## BEGIN Provided records

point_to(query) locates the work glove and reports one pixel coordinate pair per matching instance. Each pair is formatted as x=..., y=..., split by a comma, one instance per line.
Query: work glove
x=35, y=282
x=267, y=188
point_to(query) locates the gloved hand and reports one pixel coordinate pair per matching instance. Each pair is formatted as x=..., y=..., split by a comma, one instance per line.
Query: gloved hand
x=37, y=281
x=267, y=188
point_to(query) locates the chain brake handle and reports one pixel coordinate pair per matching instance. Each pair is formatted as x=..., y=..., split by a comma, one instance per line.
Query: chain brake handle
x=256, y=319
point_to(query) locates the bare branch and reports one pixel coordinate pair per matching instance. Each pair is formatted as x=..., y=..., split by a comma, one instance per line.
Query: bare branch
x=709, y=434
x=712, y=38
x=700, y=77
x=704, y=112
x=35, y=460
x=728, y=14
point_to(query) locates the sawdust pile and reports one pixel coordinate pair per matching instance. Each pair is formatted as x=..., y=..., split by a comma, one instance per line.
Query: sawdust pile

## END Provided records

▶ _What is required_
Convert every line of the listing above into a numbered list, omitting any blank lines.

▶ _Solved exercise_
1. point_to(query) locates the work glove and reports one pixel coordinate pair per matching instance. Each pair is formatted as x=..., y=..., split by a comma, one instance per line.
2. Query: work glove
3. x=35, y=282
4. x=267, y=188
5. point_to(query) locates the gloved hand and reports one pixel coordinate pair per matching instance. Each pair is formatted as x=..., y=..., split by a comma, one instance per line.
6. Query: gloved hand
7. x=37, y=281
8. x=267, y=188
9. point_to(query) locates the chain brake handle and reports one pixel coordinate pair per matching instance. Each pair is formatted as x=..., y=..., split by a comma, one instance per line.
10. Query: chain brake handle
11. x=256, y=319
12. point_to(query) locates the bare branch and reports one pixel coordinate pair per matching instance. Each pair is formatted as x=..., y=..., split by a comma, one instance per line.
13. Query: bare branch
14. x=709, y=434
15. x=712, y=38
16. x=700, y=77
17. x=704, y=112
18. x=35, y=460
19. x=728, y=14
20. point_to(query) locates the sawdust pile and reports one pixel coordinate pair per matching instance. Each pair is formatted as x=..., y=..., split by a comma, one instance per line.
21. Query: sawdust pile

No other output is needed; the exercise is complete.